= PASSAGE CITÉ =
------------------------------

Face à la guerre en Ukraine, la France garde cette posture singulière qui a toujours été la sienne dans les affaires européennes. « La France ne fait jamais rien comme tout le monde », tel est en effet l’agacement immédiat que la politique française suscite chez ses partenaires, qu’il s’agisse de l’Ukraine, de l’Otan, de la puissance américaine, de la Russie, de l’ordre mondial, maintenant comme naguère. D’où la surprise, l’incompréhension, la critique, parfois plus rarement l’admiration qui accompagnent les initiatives diplomatiques françaises.

Quelles sont ces singularités que nos partenaires se plaisent à dénoncer ? La première concerne l’Otan : il est de notoriété publique que Paris n’en est pas un adhérent fanatique. Mais c’est surtout son refus d’un élargissement de l’Otan, au sommet de Bucarest de 2008, qui fait débat : la France et l’Allemagne y voyaient en effet une ligne rouge russe qu’il valait mieux ne pas franchir. Or personne ne saura jamais si l’extension de l’Otan à l’Ukraine en 2008 l’aurait sauvée de l’agression russe quinze ans plus tard, en 2022, ou si cette décision aurait entrainé la guerre avec la Russie quinze ans plus tôt. Ceux qui pensent qu’à l’époque Poutine était un dirigeant réaliste, différent du revanchard sanguinaire qu’il est aujourd’hui, devraient apprécier que l’Otan ait évité, grâce au blocage français, de provoquer dangereusement la Russie de l’époque. Ceux qui sont à l’inverse persuadés que Poutine a toujours été le même despote impérialiste devraient également se féliciter que la prudence de l’OTAN ne lui ait pas donné le prétexte idéal pour envahir l’Ukraine en 2008, car ce pays récemment libéré du joug soviétique (août 1991), était sans doute beaucoup plus fragile et moins prêt à la résistance qu’il ne l’est aujourd’hui.

------------------------------

= À FAIRE =
a – Les affirmations (i), (ii) et (iii) s'accordent-elles avec le texte sur la diplomatie française face à la guerre en Ukraine ? Répondez par oui ou non, en citant chaque fois les mots du texte qui tranchent.
(i) Au sommet de Bucarest de 2008, la France et l'Allemagne voyaient dans l'élargissement de l'Otan une ligne rouge russe.
(ii) Le texte affirme que l'entrée de l'Ukraine dans l'Otan en 2008 l'aurait protégée de l'agression de 2022.
(iii) Paris est présenté comme un adhérent fanatique de l'Otan.
b – Répondez aux questions suivantes d'après le texte sur la diplomatie française face à la guerre en Ukraine.
(i) Quelle phrase traduit l'agacement que la politique française suscite chez ses partenaires ?
(ii) Dans quelle ville s'est tenu le sommet de 2008 ?
(iii) De quand date la libération de l'Ukraine du joug soviétique ?
c – Poursuivez le texte sur la diplomatie française face à la guerre en Ukraine à partir de sa dernière phrase.

------------------------------

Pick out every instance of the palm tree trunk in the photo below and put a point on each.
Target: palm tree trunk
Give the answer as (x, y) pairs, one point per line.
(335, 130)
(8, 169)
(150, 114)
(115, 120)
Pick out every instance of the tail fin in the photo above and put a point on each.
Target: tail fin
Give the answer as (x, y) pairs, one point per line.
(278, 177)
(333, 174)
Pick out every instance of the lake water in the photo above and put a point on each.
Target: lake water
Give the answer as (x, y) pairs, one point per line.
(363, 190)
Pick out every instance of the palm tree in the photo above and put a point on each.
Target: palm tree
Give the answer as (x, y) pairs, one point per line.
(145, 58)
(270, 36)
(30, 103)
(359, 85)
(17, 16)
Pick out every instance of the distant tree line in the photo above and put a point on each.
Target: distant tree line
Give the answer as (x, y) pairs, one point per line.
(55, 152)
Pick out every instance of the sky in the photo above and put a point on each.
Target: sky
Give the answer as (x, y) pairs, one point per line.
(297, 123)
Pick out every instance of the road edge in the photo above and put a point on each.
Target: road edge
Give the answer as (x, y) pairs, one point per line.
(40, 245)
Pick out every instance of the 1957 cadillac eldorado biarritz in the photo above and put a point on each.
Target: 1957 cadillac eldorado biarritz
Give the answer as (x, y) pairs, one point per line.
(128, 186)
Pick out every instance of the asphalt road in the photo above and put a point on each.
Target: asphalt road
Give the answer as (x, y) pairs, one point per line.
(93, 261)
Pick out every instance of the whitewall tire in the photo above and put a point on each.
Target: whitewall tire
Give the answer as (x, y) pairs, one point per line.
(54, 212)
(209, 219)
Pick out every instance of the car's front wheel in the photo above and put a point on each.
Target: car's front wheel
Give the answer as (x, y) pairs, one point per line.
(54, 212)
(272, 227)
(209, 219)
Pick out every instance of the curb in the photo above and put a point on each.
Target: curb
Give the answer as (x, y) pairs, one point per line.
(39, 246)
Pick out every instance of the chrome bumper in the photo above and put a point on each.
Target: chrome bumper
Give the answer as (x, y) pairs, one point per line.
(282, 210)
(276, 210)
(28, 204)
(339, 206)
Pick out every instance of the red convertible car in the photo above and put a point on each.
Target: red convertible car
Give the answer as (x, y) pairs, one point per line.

------------------------------

= RÉPONSES =
a –
(i) Oui : « la France et l’Allemagne y voyaient en effet une ligne rouge russe qu’il valait mieux ne pas franchir ».
(ii) Non : « personne ne saura jamais si l’extension de l’Otan à l’Ukraine en 2008 l’aurait sauvée de l’agression russe quinze ans plus tard ».
(iii) Non : « il est de notoriété publique que Paris n’en est pas un adhérent fanatique ».

b –
(i) « La France ne fait jamais rien comme tout le monde ».
(ii) À Bucarest.
(iii) D'août 1991.

c –
Le second reproche fait à la France concerne sa vision de la Russie comme une grande puissance et son obsession du dialogue Paris-Moscou. Emmanuel Macron endosse en effet l’héritage de tous ses prédécesseurs, préoccupés à des degrés divers par la construction d’une architecture de sécurité européenne commune avec la Russie. Quelques mois avant l’agression russe, il proposait encore au Conseil européen de juin 2021 d’en faire une priorité politique. Dans les semaines précédant l’invasion et longtemps encore après, il multiplia les appels téléphoniques à Poutine, parfois de façon très exhibitionniste, dans l’objectif de maintenir une porte de dialogue ouverte vers des négociations. L’une de ses déclarations les plus controversées intervint en juin 2022, quand il expliqua que Poutine faisait une erreur historique avec cette guerre mais qu’il ne fallait pas « humilier la Russie ».  Alors que l’Europe entière se situait dans l’émotion et le soutien sans réserve à Kiev, le président français, avec son approche historique (l’Allemagne au traité de Versailles) et sa realpolitik de long terme, choqua. « Les appels à éviter d’humilier la Russie ne peuvent qu’humilier la France ou tout autre pays », commenta le chef de la diplomatie ukrainienne, suivi par nombre de ses collègues baltes et est-européens. Il est vrai qu’à l’heure des images insupportables des atrocités commises par les Russes contre des enfants et des civils ukrainiens, les propos du chef de l’Etat étaient plus que maladroits.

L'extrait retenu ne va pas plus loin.